> [Written request]: Lay out each of the entries below as a numbered list, omitting any blank lines.

## BEGIN Entries shown

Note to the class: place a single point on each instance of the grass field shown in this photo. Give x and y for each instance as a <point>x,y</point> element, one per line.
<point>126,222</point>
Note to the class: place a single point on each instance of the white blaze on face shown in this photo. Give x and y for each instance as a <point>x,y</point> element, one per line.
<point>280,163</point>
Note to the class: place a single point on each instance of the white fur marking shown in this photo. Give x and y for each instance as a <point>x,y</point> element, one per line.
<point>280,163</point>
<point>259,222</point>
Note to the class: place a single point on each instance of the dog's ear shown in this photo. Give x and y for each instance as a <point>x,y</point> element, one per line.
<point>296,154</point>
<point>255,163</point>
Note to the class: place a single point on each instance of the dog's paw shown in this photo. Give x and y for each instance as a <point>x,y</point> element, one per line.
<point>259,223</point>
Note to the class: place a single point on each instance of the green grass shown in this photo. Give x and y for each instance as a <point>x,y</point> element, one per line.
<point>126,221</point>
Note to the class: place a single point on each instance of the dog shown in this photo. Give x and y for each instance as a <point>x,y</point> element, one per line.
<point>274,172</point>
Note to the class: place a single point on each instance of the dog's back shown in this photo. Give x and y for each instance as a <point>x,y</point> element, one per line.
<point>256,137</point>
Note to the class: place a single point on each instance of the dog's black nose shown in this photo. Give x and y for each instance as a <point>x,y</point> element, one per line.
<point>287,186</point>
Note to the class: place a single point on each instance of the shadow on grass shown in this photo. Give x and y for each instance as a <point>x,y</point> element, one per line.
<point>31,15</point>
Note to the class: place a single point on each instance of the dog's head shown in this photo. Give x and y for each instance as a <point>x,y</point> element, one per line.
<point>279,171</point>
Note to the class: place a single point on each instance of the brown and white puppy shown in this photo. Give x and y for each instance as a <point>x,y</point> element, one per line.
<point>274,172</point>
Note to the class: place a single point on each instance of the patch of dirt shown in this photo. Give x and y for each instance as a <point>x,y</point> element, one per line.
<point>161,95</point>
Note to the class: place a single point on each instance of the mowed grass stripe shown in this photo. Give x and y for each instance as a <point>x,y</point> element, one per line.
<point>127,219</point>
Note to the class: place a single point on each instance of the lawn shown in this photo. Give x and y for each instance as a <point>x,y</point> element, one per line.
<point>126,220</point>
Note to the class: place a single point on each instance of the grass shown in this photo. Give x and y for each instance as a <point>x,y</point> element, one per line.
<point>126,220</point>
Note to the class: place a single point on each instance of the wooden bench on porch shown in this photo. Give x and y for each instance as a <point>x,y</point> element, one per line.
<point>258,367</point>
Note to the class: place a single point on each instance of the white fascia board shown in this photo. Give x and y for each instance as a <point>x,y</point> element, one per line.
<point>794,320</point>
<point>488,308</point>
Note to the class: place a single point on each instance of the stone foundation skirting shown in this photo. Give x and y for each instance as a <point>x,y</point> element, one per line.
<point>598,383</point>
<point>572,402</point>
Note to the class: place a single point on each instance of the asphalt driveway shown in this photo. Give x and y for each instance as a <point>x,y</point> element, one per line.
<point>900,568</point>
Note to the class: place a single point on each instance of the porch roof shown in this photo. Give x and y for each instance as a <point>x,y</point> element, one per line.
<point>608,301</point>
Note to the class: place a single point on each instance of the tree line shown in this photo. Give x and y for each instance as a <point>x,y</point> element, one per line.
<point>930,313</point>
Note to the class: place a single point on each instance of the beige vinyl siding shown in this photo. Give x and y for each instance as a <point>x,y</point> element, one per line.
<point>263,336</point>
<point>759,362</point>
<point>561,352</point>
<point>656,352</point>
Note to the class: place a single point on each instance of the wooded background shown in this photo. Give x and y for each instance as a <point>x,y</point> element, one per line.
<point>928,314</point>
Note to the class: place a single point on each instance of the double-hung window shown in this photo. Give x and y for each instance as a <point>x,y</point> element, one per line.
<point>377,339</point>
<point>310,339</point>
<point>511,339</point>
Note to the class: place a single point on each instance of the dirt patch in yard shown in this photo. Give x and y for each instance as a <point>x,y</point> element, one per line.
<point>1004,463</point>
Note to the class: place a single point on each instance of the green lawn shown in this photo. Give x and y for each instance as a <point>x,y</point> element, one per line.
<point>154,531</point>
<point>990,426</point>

## END Entries shown

> [Expected answer]:
1. Note to the class: place a single point on each instance of the grass field shown in this photo. Give x and y for each instance as a <point>x,y</point> element, one per line.
2. <point>126,222</point>
3. Note to the class: place a single point on each instance of the white blaze on face shown in this photo. Give x and y for each instance as a <point>x,y</point> element, one per line.
4. <point>280,163</point>
5. Note to the class: place a single point on each instance of the white fur marking shown in this photo. Give x and y for each instance as a <point>x,y</point> element, one per line.
6. <point>280,163</point>
7. <point>259,222</point>
8. Note to the class: place a single point on each instance of the dog's ear shown in this photo. Give x and y for each instance as a <point>x,y</point> element, one per line.
9. <point>296,154</point>
10. <point>255,163</point>
11. Note to the class: place a single point on each instance of the dog's paw shown in this photo. Give x and y for each instance as a <point>x,y</point> element, one per line.
12. <point>259,223</point>
13. Note to the class: place a single point on each instance of the green grass shown in this photo. Give x and y for each instance as a <point>x,y</point> element, one per line.
14. <point>126,221</point>
15. Note to the class: place a single point on each instance of the dog shown in this photo. Give x and y for each instance as a <point>x,y</point> element, one per line.
16. <point>274,172</point>
17. Note to the class: place a single point on each instance of the dog's back shown in this photo. Give x and y for each instance as a <point>x,y</point> element, one per line.
18. <point>256,137</point>
19. Note to the class: place a single point on each instance of the dog's black nose shown in this photo. Give x and y for each instance as a <point>x,y</point> element, one per line.
20. <point>287,186</point>
21. Note to the class: place a single point on each instance of the shadow on grass shown in this photo. Give x and y for each instance as a <point>x,y</point> element, one per line.
22. <point>31,15</point>
23. Note to the class: place a single point on each instance of the dog's head shown in this photo. Give x and y for each instance as a <point>x,y</point> element, one per line.
24. <point>279,171</point>
25. Note to the class: place a single point on each instance of the brown and white puppy shown in this photo. Give x and y for each instance as a <point>x,y</point> element, one per line.
26. <point>274,172</point>
27. Note to the class: place a single point on each instance of the patch of dirt shown in this photo. Give x and y for each instance as a <point>x,y</point> element, one per line.
28. <point>161,95</point>
29. Note to the class: place a single point on each instance of the mowed grass stripe shown in this photo. Give x and y for each instance as a <point>x,y</point> element, one per line.
30. <point>127,219</point>
31. Note to the class: place a single point on each instance of the lawn shown in this photo. Give x and y for each instance as a <point>x,y</point> element, one per line.
32. <point>126,220</point>
33. Note to the class: place a single point on each instance of the grass shown in this photo. Give x and y for each instance as a <point>x,y</point> element, one per line.
34. <point>126,220</point>
35. Note to the class: place a single point on each instance of the wooden bench on porch shown in this photo. Give x and y for each instance as a <point>x,y</point> element, one per line.
36. <point>258,367</point>
37. Note to the class: place a single point on each instance of the white fascia board shown in this photo. Give x and y for each instance as a <point>x,y</point> element, one per line.
38. <point>794,320</point>
39. <point>488,308</point>
40. Note to the class: place a single point on each instance of the stone foundation skirting shown in this photo. Give x and y for each instance as a <point>x,y</point> element, one per line.
41. <point>598,383</point>
42. <point>572,402</point>
43. Note to the class: place a single point on each instance of the asphalt driveway shown in this photo. Give x and y for each instance as a <point>x,y</point> element, one per line.
44. <point>900,568</point>
45. Note to the class: place a single point on each instance of the porch roof shown in this photo. Give x and y for each instance as a <point>x,y</point> element, one per line.
46. <point>608,301</point>
47. Note to the class: place a single point on each instance of the tree line shown in this photo. Give x and y for each instance as a <point>x,y</point> element, one per line.
48. <point>930,313</point>
49. Note to the class: place a single point on each instance of the beige vinyl siding shown in this photo. Give x and y for each instance as a <point>x,y</point> element, one per line.
50. <point>263,336</point>
51. <point>759,362</point>
52. <point>561,352</point>
53. <point>656,352</point>
54. Note to the class: place a single point on each instance of the wooded background shown in this photo. Give x and y for each instance as a <point>x,y</point> element, one per line.
55. <point>928,314</point>
56. Note to the class: place a single point on each instance of the double-hung window shown in this photo. Give x and y for each instance as a <point>x,y</point> element, one per line.
57. <point>377,339</point>
58. <point>310,339</point>
59. <point>511,339</point>
60. Note to the class: place a single point on each instance of the dirt patch in yard shown in this photo. Give x and y for each instance as a <point>x,y</point> element, one per line.
61. <point>1004,463</point>
62. Note to the class: place a single point on each instance of the green lawn shown in this photo. Give x and y for each instance as a <point>x,y</point> element, one per line.
63. <point>154,531</point>
64. <point>990,426</point>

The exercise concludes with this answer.